Dataset excerpts on object pointing
• • • • • • •
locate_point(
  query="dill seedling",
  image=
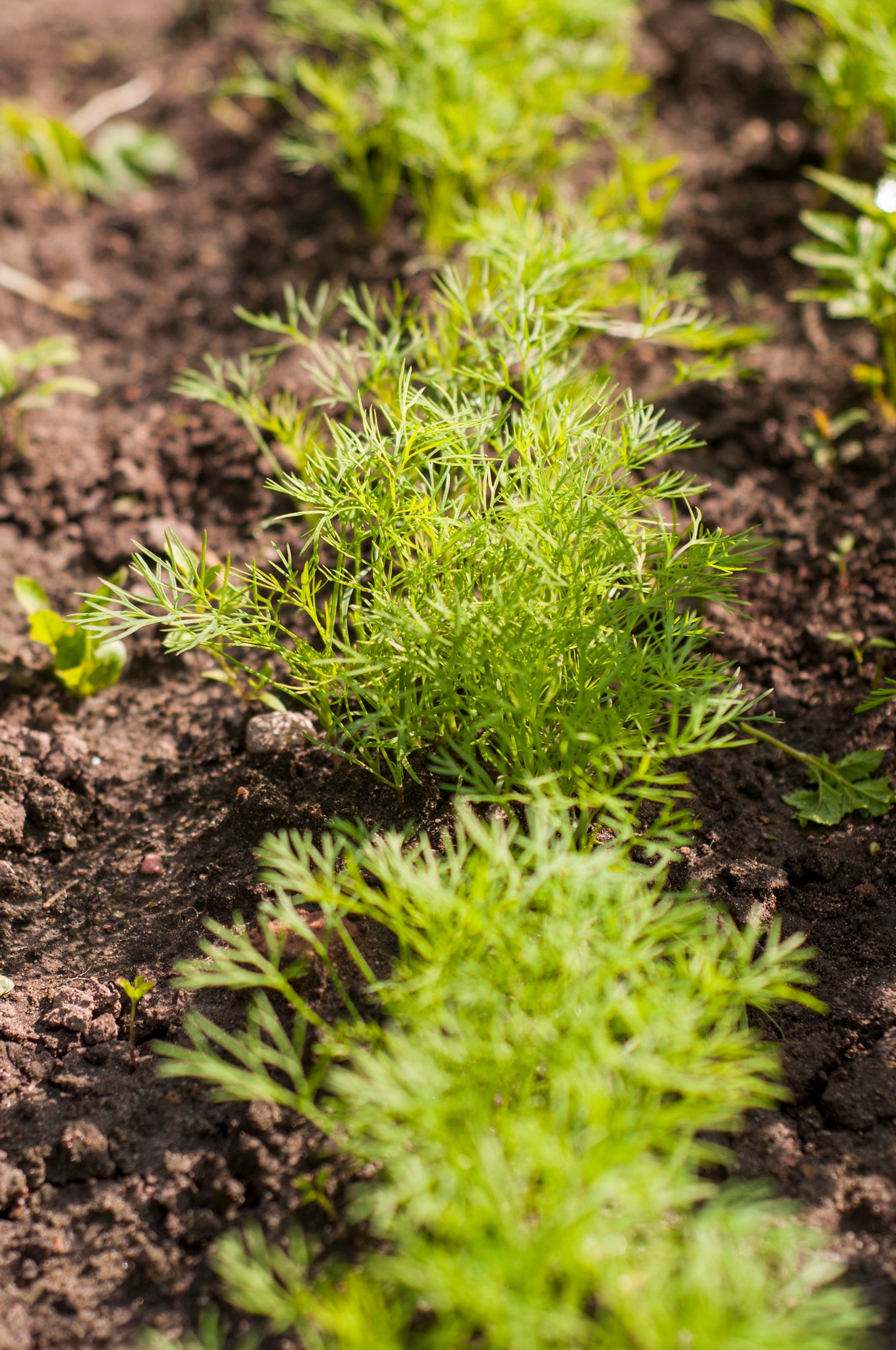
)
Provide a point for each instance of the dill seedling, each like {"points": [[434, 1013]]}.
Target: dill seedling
{"points": [[841, 556], [501, 596], [509, 321], [117, 161], [856, 261], [443, 99], [822, 439], [558, 1040], [136, 993], [860, 647]]}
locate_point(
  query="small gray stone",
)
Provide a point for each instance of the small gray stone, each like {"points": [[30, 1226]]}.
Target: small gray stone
{"points": [[37, 745], [11, 821], [82, 1152], [71, 1010], [275, 732], [103, 1028]]}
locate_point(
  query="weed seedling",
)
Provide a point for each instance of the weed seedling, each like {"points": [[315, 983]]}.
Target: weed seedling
{"points": [[839, 789], [822, 441], [840, 557], [859, 649], [119, 160], [82, 661], [24, 389], [136, 993], [856, 261]]}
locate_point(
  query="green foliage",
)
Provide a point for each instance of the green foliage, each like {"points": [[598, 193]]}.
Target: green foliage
{"points": [[443, 99], [822, 439], [559, 1036], [136, 993], [501, 595], [841, 56], [878, 696], [858, 263], [509, 322], [837, 789], [860, 647], [495, 574], [121, 157], [82, 661], [24, 389]]}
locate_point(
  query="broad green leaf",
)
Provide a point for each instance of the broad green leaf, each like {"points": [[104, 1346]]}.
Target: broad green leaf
{"points": [[49, 628], [74, 649], [30, 595], [107, 666], [859, 195], [840, 789]]}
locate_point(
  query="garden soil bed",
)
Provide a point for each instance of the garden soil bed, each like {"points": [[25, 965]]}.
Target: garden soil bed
{"points": [[113, 1183]]}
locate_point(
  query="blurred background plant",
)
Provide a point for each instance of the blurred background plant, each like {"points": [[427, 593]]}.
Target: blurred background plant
{"points": [[90, 155], [856, 261], [512, 318], [82, 662], [445, 99], [841, 56], [538, 1110], [24, 384]]}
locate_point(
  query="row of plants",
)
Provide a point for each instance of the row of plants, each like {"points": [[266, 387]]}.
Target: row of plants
{"points": [[503, 583]]}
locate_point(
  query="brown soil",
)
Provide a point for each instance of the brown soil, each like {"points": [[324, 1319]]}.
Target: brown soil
{"points": [[114, 1185]]}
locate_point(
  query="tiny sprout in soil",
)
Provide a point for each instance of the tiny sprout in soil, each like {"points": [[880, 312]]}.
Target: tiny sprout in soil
{"points": [[136, 993]]}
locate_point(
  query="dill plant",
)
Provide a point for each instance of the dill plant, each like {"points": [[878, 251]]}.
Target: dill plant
{"points": [[558, 1036], [841, 56], [443, 99], [856, 261], [515, 599], [511, 319]]}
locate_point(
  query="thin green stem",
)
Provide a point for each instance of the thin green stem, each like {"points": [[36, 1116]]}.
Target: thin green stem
{"points": [[779, 746]]}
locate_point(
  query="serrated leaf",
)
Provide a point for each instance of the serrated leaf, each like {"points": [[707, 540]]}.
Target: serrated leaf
{"points": [[840, 789]]}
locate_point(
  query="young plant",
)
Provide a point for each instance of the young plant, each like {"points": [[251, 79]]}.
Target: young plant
{"points": [[443, 99], [822, 441], [837, 789], [841, 556], [856, 261], [24, 387], [83, 661], [136, 993], [119, 160], [860, 647], [559, 1042], [511, 321], [841, 56], [503, 597]]}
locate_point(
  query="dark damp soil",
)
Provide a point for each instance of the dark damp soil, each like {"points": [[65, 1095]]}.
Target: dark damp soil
{"points": [[115, 1183]]}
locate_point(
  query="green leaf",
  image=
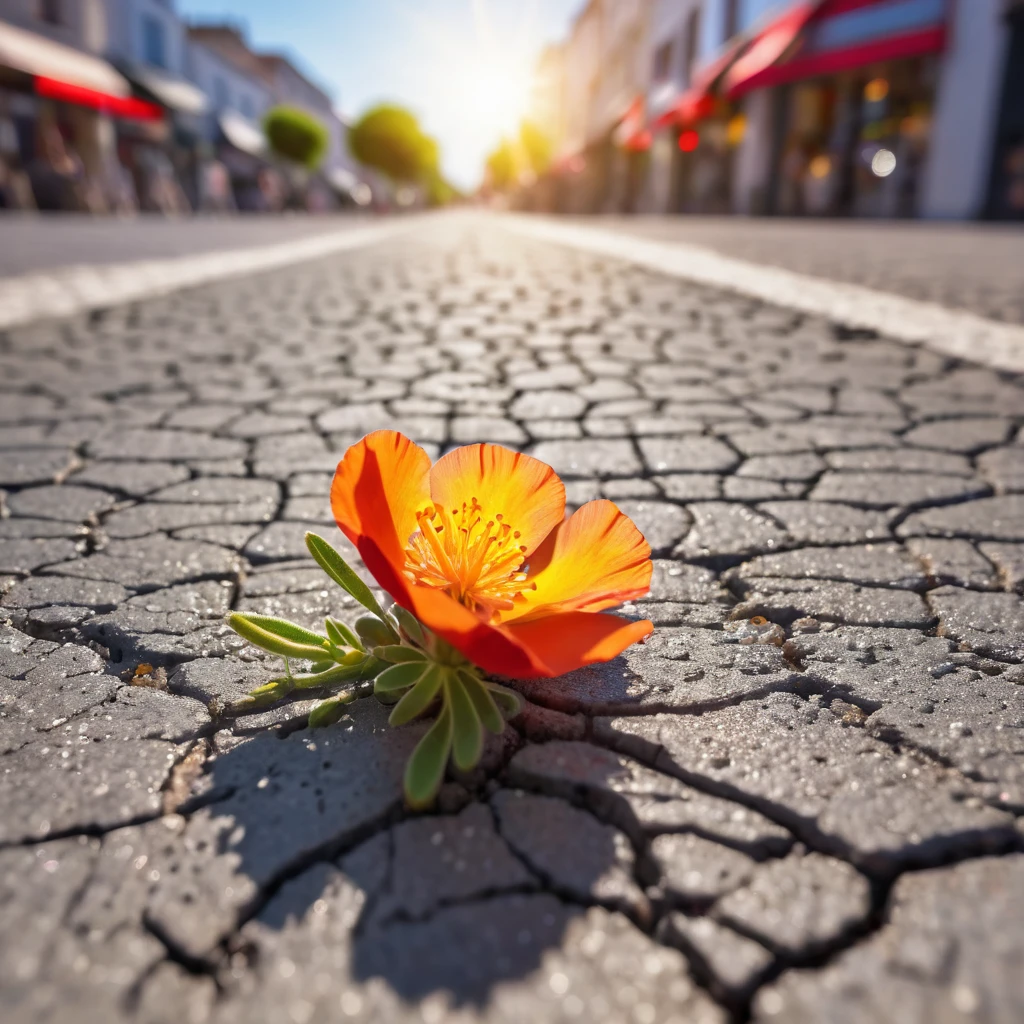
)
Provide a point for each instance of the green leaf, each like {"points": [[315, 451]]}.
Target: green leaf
{"points": [[274, 644], [273, 690], [419, 698], [489, 715], [341, 634], [425, 769], [467, 733], [373, 632], [330, 711], [339, 674], [397, 653], [282, 628], [398, 677], [410, 624], [341, 572], [508, 700]]}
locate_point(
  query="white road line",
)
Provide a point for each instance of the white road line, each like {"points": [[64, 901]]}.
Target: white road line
{"points": [[951, 332], [71, 290]]}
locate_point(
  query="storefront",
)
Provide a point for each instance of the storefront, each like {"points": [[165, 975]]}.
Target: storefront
{"points": [[694, 141], [1006, 195], [853, 92], [166, 158], [60, 105]]}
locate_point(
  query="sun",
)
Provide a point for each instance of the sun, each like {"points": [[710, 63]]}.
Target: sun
{"points": [[496, 96]]}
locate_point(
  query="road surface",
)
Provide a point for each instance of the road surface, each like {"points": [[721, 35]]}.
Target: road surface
{"points": [[812, 818]]}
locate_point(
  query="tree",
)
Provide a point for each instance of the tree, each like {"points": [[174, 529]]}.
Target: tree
{"points": [[536, 147], [503, 166], [296, 135], [389, 139]]}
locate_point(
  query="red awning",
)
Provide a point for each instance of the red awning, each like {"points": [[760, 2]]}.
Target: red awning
{"points": [[791, 49], [119, 107], [698, 100], [692, 105], [768, 47], [909, 44]]}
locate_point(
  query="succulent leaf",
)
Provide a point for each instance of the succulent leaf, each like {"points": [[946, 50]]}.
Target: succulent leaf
{"points": [[467, 732], [416, 701], [425, 769]]}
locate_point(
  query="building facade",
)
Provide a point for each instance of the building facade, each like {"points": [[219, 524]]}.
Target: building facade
{"points": [[58, 97], [820, 108]]}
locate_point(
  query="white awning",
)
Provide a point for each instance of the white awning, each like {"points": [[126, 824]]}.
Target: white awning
• • • • • • •
## Given exercise
Leaving aside the images, write out the entries above word for word.

## Solution to the exercise
locate_point(
  query="dill seedling",
  image=
)
Provide a point for each instance of the dill seedling, each like {"points": [[434, 1013]]}.
Target: dill seedling
{"points": [[841, 556], [501, 596], [509, 321], [117, 161], [856, 261], [443, 99], [822, 439], [558, 1040], [136, 993], [860, 647]]}
locate_point(
  query="small gray stone",
)
Provide a point for each instance of the small gray stone, each like {"points": [[30, 1226]]}.
Target: small gray stone
{"points": [[37, 745], [11, 821], [82, 1152], [71, 1010], [275, 732], [103, 1028]]}
locate_point(
  query="weed seedling",
)
Provide a point for each instance of the weed seedling, each like {"points": [[315, 983]]}.
Target: weed seedling
{"points": [[839, 789], [822, 441], [840, 557], [859, 649], [119, 160], [82, 661], [24, 389], [136, 993], [856, 261]]}
locate_point(
  query="green foliage",
)
Provide a point for each instance of the green foliage, each like {"points": [[598, 193]]}.
Target: green foliage
{"points": [[443, 99], [822, 439], [559, 1036], [136, 993], [501, 595], [841, 56], [878, 696], [858, 263], [509, 322], [837, 789], [860, 647], [495, 574], [121, 157], [82, 661], [24, 389]]}
locate_point(
  query="broad green leaf",
)
Provide a point for each instance of the broad green leaf, each like {"points": [[104, 1346]]}.
Target: broad green leaf
{"points": [[49, 628], [74, 649], [30, 595], [107, 666], [859, 195], [840, 789]]}
locate_point(
  query="garden soil bed",
)
Provide a point for each instance of the garden soil bed, each like {"points": [[25, 965]]}.
Target: garden soil bed
{"points": [[113, 1183]]}
locate_point(
  query="blurred background plant",
)
Provide a point for each instance of the blurred background plant, each like {"points": [[427, 593]]}.
Target: blurred background plant
{"points": [[90, 155], [856, 261], [512, 318], [82, 662], [445, 99], [841, 56], [538, 1110], [24, 384]]}
locate_point(
  query="row of plants",
)
Provide a point for each instance of the row of plants, each like {"points": [[266, 387]]}.
Target: row of plants
{"points": [[503, 583]]}
locate_point(
  query="brown soil",
)
Provide a point for each instance of the brown soil, each like {"points": [[324, 1319]]}.
Target: brown soil
{"points": [[114, 1185]]}
locate_point(
  query="tiny sprout in soil",
)
Provide a point for each instance of the tiny sprout in soil, each like {"points": [[880, 312]]}.
Target: tiny sprout in soil
{"points": [[136, 993]]}
locate_point(
  query="dill plant",
)
Provide a point for each instance of the dill plant, each like {"points": [[878, 251]]}.
Target: dill plant
{"points": [[558, 1036], [841, 56], [443, 99], [856, 261], [515, 599], [511, 319]]}
locate_point(
  query="thin green stem",
)
Provide a point for each instance of the thin green stem, each like {"points": [[36, 1116]]}.
Target: thin green stem
{"points": [[779, 746]]}
locate_point(
  query="serrated leaf",
)
Provide a point for each instance of the serrated leaf, each like {"points": [[707, 540]]}.
Target: serrated leaf
{"points": [[840, 789]]}
locate_point(
  query="young plant",
)
Provide a point for each instance of the young plant, each like {"points": [[251, 79]]}.
Target: young plant
{"points": [[443, 99], [822, 441], [837, 789], [841, 556], [856, 261], [24, 387], [83, 661], [136, 993], [119, 160], [860, 647], [559, 1042], [511, 321], [841, 56], [503, 597]]}
locate_point(
  query="dark damp soil",
)
Provide a point for each instance of the dark damp soil, each like {"points": [[65, 1095]]}.
Target: dark damp soil
{"points": [[115, 1183]]}
locate_point(
  query="green leaf",
  image=
)
Provide a point for each instance of the green leaf, each like {"points": [[315, 451]]}.
Target: green leaf
{"points": [[274, 644], [273, 690], [419, 698], [489, 715], [341, 634], [425, 769], [467, 733], [373, 632], [330, 711], [339, 674], [397, 653], [282, 628], [398, 677], [410, 624], [341, 572], [508, 700]]}
locate_point(
  query="white road line",
)
Provide a point for each instance of the white road line, each like {"points": [[64, 901]]}.
Target: white road line
{"points": [[951, 332], [71, 290]]}
locate_point(
  query="storefront",
)
Provide a point for each instance of the storefront, each like {"points": [[165, 975]]}.
Target: storefront
{"points": [[694, 141], [1006, 195], [853, 92], [166, 158], [60, 105]]}
locate_point(
  query="sun",
)
Provide a point for each instance of the sun, each like {"points": [[710, 63]]}.
Target: sun
{"points": [[496, 96]]}
locate_point(
  query="road surface",
)
Provide a point for each instance of the road surface, each like {"points": [[721, 35]]}.
Target: road surface
{"points": [[812, 818]]}
locate_point(
  query="tree",
)
Provide a point for each instance of the tree, each like {"points": [[174, 529]]}.
Target: tree
{"points": [[536, 147], [503, 166], [296, 135], [389, 139]]}
locate_point(
  query="red awning",
)
Provide a point for each instance of the red awning, each like {"points": [[760, 2]]}.
Target: red awning
{"points": [[791, 49], [119, 107], [698, 100], [692, 105], [768, 47], [909, 44]]}
locate_point(
  query="succulent leaf",
)
Provide a point for each instance of the succulent leaf, each like {"points": [[946, 50]]}.
Target: succulent leaf
{"points": [[467, 732], [416, 701], [425, 769]]}
locate_point(
  query="building facade",
)
Provide a point for each instance of the building facade, each like {"points": [[219, 524]]}.
Target: building facade
{"points": [[58, 97], [820, 108]]}
locate_point(
  query="white awning",
)
Provide a point for each instance of the white awning, each like {"points": [[126, 824]]}.
Target: white awning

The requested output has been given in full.